Items listed in a dataset:

★ ★ ★ ★ ★ ★ ★

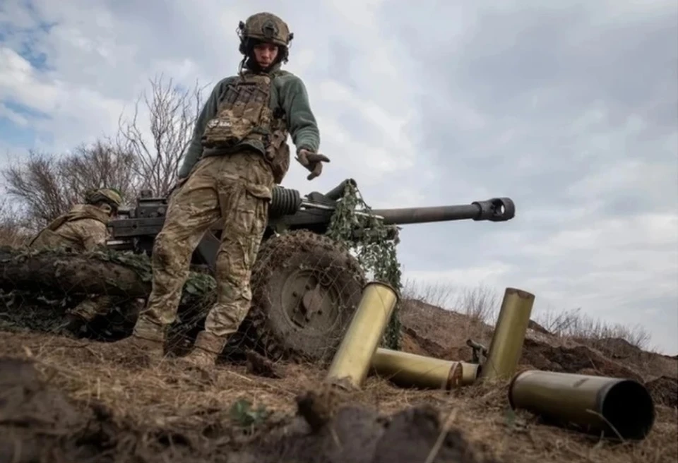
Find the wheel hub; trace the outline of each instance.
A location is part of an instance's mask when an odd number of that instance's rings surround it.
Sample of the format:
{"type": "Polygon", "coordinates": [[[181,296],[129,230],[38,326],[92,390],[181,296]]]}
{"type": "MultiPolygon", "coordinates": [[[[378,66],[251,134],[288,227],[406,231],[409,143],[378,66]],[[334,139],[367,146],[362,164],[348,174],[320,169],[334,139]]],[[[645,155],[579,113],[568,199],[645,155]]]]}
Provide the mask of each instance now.
{"type": "Polygon", "coordinates": [[[285,281],[282,298],[288,321],[295,327],[325,331],[338,316],[338,293],[322,274],[308,270],[292,273],[285,281]]]}

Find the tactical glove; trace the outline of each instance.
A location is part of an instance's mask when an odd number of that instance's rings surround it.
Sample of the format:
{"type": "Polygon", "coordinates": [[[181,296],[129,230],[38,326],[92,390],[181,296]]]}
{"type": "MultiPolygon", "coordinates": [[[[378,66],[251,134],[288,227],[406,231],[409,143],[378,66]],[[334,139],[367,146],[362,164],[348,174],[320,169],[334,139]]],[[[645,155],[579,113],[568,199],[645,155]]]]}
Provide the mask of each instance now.
{"type": "Polygon", "coordinates": [[[307,180],[313,180],[322,174],[323,162],[330,162],[329,158],[325,155],[313,153],[304,149],[299,150],[296,159],[299,164],[311,172],[311,174],[306,177],[307,180]]]}

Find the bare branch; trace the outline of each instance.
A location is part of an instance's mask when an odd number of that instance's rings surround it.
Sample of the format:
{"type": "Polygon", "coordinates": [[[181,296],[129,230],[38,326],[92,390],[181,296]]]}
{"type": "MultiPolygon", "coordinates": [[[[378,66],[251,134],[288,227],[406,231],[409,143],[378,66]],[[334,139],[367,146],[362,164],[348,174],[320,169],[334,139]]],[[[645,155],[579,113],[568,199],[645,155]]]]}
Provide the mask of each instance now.
{"type": "Polygon", "coordinates": [[[2,174],[6,193],[19,200],[27,227],[35,230],[81,201],[88,188],[115,188],[127,198],[134,197],[141,184],[137,170],[133,152],[100,140],[62,156],[31,152],[2,174]]]}
{"type": "Polygon", "coordinates": [[[145,92],[137,100],[131,120],[119,119],[119,136],[137,157],[136,174],[141,187],[155,195],[166,193],[174,183],[184,153],[191,143],[193,128],[202,107],[205,87],[196,81],[184,89],[163,76],[150,82],[150,97],[145,92]],[[139,121],[139,105],[148,112],[148,130],[139,121]]]}

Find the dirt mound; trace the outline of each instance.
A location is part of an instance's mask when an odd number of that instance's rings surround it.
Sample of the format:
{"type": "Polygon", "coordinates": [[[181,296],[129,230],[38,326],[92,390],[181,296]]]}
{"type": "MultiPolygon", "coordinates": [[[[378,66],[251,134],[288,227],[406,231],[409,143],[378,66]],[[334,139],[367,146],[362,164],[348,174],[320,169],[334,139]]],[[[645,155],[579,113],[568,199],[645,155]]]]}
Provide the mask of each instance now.
{"type": "Polygon", "coordinates": [[[667,407],[678,407],[678,380],[668,376],[660,376],[648,381],[645,386],[657,404],[667,407]]]}
{"type": "MultiPolygon", "coordinates": [[[[397,387],[370,375],[362,390],[342,395],[337,405],[328,407],[335,411],[325,414],[321,406],[303,405],[309,391],[322,390],[326,371],[316,366],[279,362],[278,378],[262,378],[246,366],[232,364],[196,371],[171,359],[157,366],[141,368],[133,362],[107,361],[107,345],[0,332],[0,351],[31,359],[38,377],[47,383],[44,388],[52,391],[52,399],[61,394],[61,402],[76,416],[74,423],[69,420],[48,423],[42,430],[34,425],[20,428],[20,423],[0,424],[0,436],[6,438],[4,448],[11,449],[8,455],[16,454],[18,448],[28,452],[30,443],[44,452],[44,462],[346,461],[339,459],[338,442],[345,452],[373,448],[380,455],[357,461],[424,462],[425,455],[408,456],[408,449],[430,450],[438,437],[443,437],[441,431],[449,428],[453,437],[446,438],[448,443],[438,451],[446,462],[483,461],[482,457],[490,462],[525,463],[636,463],[678,458],[675,411],[662,405],[658,405],[650,435],[641,443],[624,445],[544,426],[531,414],[511,411],[503,383],[448,393],[397,387]],[[297,403],[299,397],[302,403],[297,403]],[[308,408],[319,409],[318,414],[326,419],[311,418],[311,426],[309,414],[304,411],[308,408]],[[343,428],[346,433],[342,433],[343,428]],[[434,438],[428,428],[434,430],[434,438]],[[66,431],[55,434],[52,429],[66,431]],[[362,430],[359,441],[349,440],[352,429],[362,430]],[[391,432],[396,429],[405,429],[410,438],[395,437],[391,432]],[[43,433],[37,436],[36,430],[43,433]],[[13,440],[8,440],[7,436],[14,436],[13,440]],[[35,445],[37,439],[44,445],[35,445]],[[395,440],[405,445],[398,446],[395,440]],[[453,447],[461,453],[470,448],[477,457],[456,459],[453,447]],[[311,449],[308,453],[299,453],[307,447],[311,449]],[[403,459],[388,453],[391,449],[402,454],[403,459]],[[57,458],[57,452],[64,456],[62,459],[57,458]]],[[[18,375],[0,368],[0,378],[13,381],[13,376],[18,375]]],[[[0,388],[0,397],[6,390],[0,388]]],[[[32,395],[21,397],[25,401],[32,395]]],[[[319,402],[323,403],[314,403],[319,402]]],[[[6,416],[7,403],[0,404],[0,416],[6,416]]],[[[24,409],[16,406],[20,401],[12,403],[12,409],[24,409]]],[[[365,452],[360,457],[370,456],[365,452]]],[[[41,460],[36,457],[33,461],[41,460]]]]}
{"type": "MultiPolygon", "coordinates": [[[[409,463],[424,461],[429,455],[435,456],[429,461],[439,462],[496,461],[479,459],[458,431],[441,433],[438,412],[431,407],[409,408],[391,417],[363,407],[343,407],[316,428],[309,424],[312,419],[295,416],[249,435],[223,422],[193,430],[180,425],[143,429],[117,419],[101,404],[69,399],[41,380],[25,360],[0,359],[0,378],[3,462],[141,458],[149,463],[409,463]]],[[[309,402],[306,397],[299,400],[300,404],[309,402]]]]}
{"type": "Polygon", "coordinates": [[[641,375],[634,371],[606,359],[585,346],[554,347],[528,338],[525,340],[523,347],[521,363],[540,370],[583,374],[595,373],[615,378],[630,378],[643,381],[641,375]]]}

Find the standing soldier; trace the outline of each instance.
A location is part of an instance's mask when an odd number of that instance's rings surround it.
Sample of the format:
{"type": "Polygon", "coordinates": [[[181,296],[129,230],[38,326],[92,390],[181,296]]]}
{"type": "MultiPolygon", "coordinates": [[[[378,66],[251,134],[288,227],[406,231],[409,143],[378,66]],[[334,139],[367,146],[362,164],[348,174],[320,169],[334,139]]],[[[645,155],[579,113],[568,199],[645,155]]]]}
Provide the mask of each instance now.
{"type": "MultiPolygon", "coordinates": [[[[69,248],[83,253],[106,246],[107,227],[122,203],[117,190],[100,188],[85,193],[85,203],[76,204],[42,229],[29,243],[31,249],[69,248]]],[[[86,299],[70,309],[66,327],[78,332],[97,315],[105,315],[117,299],[102,295],[86,299]]]]}
{"type": "Polygon", "coordinates": [[[293,35],[270,13],[240,22],[238,75],[219,82],[202,109],[179,172],[162,230],[153,251],[153,291],[131,337],[118,343],[163,354],[167,326],[176,318],[191,255],[204,233],[223,218],[216,263],[218,296],[186,357],[213,365],[251,301],[250,276],[268,222],[272,188],[290,166],[288,133],[297,160],[321,174],[320,136],[300,78],[280,69],[293,35]]]}

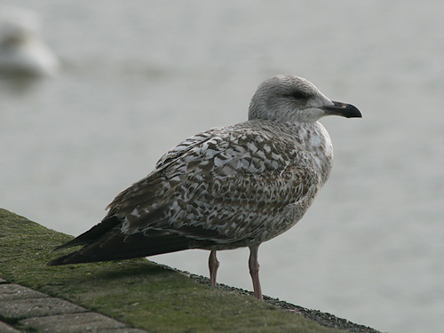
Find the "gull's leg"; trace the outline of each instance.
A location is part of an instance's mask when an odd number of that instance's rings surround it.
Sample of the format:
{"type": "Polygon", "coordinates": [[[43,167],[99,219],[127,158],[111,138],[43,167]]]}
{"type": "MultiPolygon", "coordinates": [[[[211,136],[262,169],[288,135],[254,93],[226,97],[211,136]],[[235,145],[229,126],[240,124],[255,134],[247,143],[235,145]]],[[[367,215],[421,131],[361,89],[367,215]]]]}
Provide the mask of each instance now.
{"type": "Polygon", "coordinates": [[[210,268],[210,283],[211,287],[214,287],[216,286],[216,275],[218,274],[218,268],[219,267],[219,262],[216,258],[216,250],[211,250],[211,252],[210,252],[208,266],[210,268]]]}
{"type": "Polygon", "coordinates": [[[259,282],[259,263],[258,262],[258,250],[259,245],[253,245],[250,247],[250,259],[249,268],[250,275],[253,281],[254,296],[256,298],[262,300],[262,290],[259,282]]]}

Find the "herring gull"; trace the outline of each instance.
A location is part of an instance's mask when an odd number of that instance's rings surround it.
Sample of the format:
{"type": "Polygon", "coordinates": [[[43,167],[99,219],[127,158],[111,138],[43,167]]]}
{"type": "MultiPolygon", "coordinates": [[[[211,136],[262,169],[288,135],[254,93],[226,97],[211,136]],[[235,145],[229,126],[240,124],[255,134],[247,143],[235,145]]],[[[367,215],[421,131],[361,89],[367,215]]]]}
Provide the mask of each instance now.
{"type": "Polygon", "coordinates": [[[56,250],[83,245],[48,266],[209,250],[250,248],[249,268],[262,299],[258,250],[299,221],[327,181],[333,147],[318,120],[361,117],[312,83],[275,75],[254,94],[249,120],[200,132],[167,152],[145,178],[119,194],[103,220],[56,250]]]}
{"type": "Polygon", "coordinates": [[[40,36],[40,20],[17,8],[0,12],[0,75],[53,76],[59,60],[40,36]]]}

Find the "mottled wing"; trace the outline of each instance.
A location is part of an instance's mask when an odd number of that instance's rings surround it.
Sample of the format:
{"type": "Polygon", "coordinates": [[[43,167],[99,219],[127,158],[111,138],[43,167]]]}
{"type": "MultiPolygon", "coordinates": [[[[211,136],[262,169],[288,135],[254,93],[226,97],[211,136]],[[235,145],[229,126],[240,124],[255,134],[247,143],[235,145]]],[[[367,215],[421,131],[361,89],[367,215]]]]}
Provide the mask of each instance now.
{"type": "Polygon", "coordinates": [[[302,217],[305,209],[297,216],[291,207],[308,208],[320,187],[309,161],[294,141],[254,123],[201,133],[120,194],[104,221],[121,223],[80,254],[109,260],[107,252],[123,258],[271,239],[302,217]]]}

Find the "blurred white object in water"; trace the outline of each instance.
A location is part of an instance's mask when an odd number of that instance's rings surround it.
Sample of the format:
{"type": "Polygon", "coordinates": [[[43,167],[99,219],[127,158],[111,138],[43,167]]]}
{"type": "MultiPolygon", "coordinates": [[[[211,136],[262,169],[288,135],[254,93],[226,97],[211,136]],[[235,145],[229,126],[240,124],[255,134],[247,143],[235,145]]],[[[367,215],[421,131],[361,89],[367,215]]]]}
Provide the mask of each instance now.
{"type": "Polygon", "coordinates": [[[0,12],[0,75],[51,76],[59,61],[40,38],[40,21],[31,12],[0,12]]]}

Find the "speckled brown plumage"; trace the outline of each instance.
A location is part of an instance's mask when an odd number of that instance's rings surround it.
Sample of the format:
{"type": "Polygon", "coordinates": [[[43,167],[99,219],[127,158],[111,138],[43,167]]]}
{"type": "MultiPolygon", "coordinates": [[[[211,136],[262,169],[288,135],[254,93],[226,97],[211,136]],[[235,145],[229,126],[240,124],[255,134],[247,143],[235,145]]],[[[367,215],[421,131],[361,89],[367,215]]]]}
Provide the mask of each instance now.
{"type": "Polygon", "coordinates": [[[249,246],[250,270],[258,270],[258,245],[293,226],[329,176],[333,148],[317,122],[329,114],[361,116],[305,79],[266,80],[249,121],[202,131],[166,153],[115,197],[100,224],[59,247],[83,249],[48,265],[206,249],[215,284],[216,250],[249,246]]]}

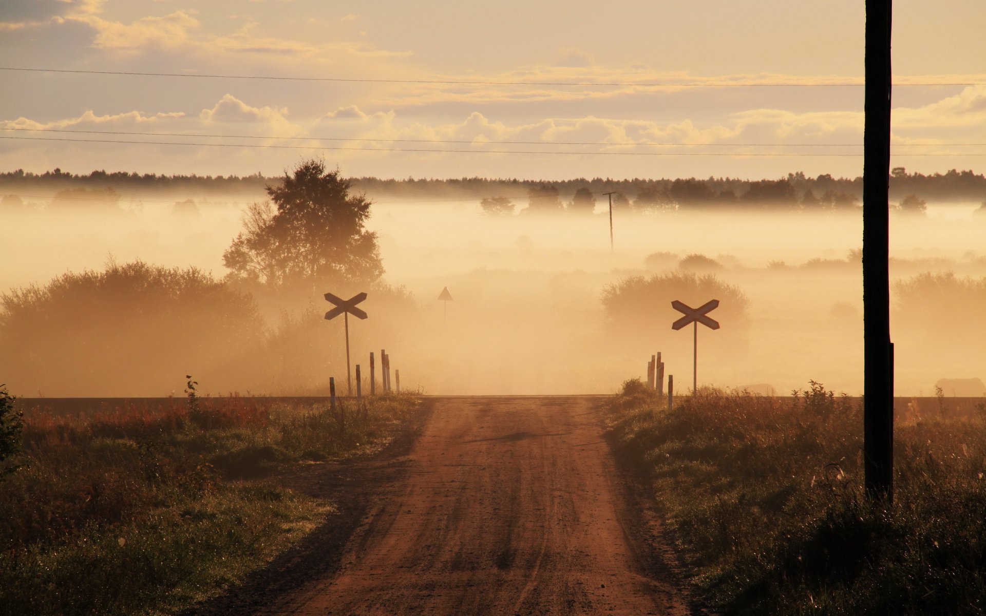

★ ★ ★ ★ ★ ★ ★

### Prompt
Copy the listing above word for word, starting at the line containing "white object in" and continuing through the end of the listing. Leave out any pictures.

### Answer to this exercise
Find the "blurred white object in water"; trace the outline of each instance.
A location is part of an instance's mask when an odd number of that instance's rings surround it.
Sample of the format:
{"type": "Polygon", "coordinates": [[[43,167],[99,219],[127,158],[111,138],[43,167]]]}
{"type": "MultiPolygon", "coordinates": [[[[211,136],[262,169],[288,135],[254,93],[226,97],[211,136]],[[235,145],[229,126],[240,124],[255,134],[247,143],[235,145]]],[[[367,215],[421,131],[361,89],[367,215]]]]}
Provide the mask of each instance now.
{"type": "Polygon", "coordinates": [[[0,12],[0,75],[51,76],[59,61],[40,38],[40,21],[31,12],[0,12]]]}

Find the "speckled brown plumage"; trace the outline of each instance.
A location is part of an instance's mask when an odd number of that instance's rings surround it.
Sample of the format:
{"type": "Polygon", "coordinates": [[[43,167],[99,219],[127,158],[111,138],[43,167]]]}
{"type": "MultiPolygon", "coordinates": [[[[211,136],[262,169],[288,135],[254,93],[226,97],[211,136]],[[235,145],[229,126],[240,124],[255,134],[247,143],[235,145]]],[[[367,215],[421,131],[361,89],[367,215]]]]}
Provide the mask of each instance now.
{"type": "Polygon", "coordinates": [[[249,246],[250,270],[258,270],[258,245],[293,226],[329,176],[333,148],[317,122],[329,114],[361,116],[305,79],[266,80],[249,121],[202,131],[166,153],[115,197],[100,224],[59,247],[83,249],[48,265],[206,249],[215,284],[216,250],[249,246]]]}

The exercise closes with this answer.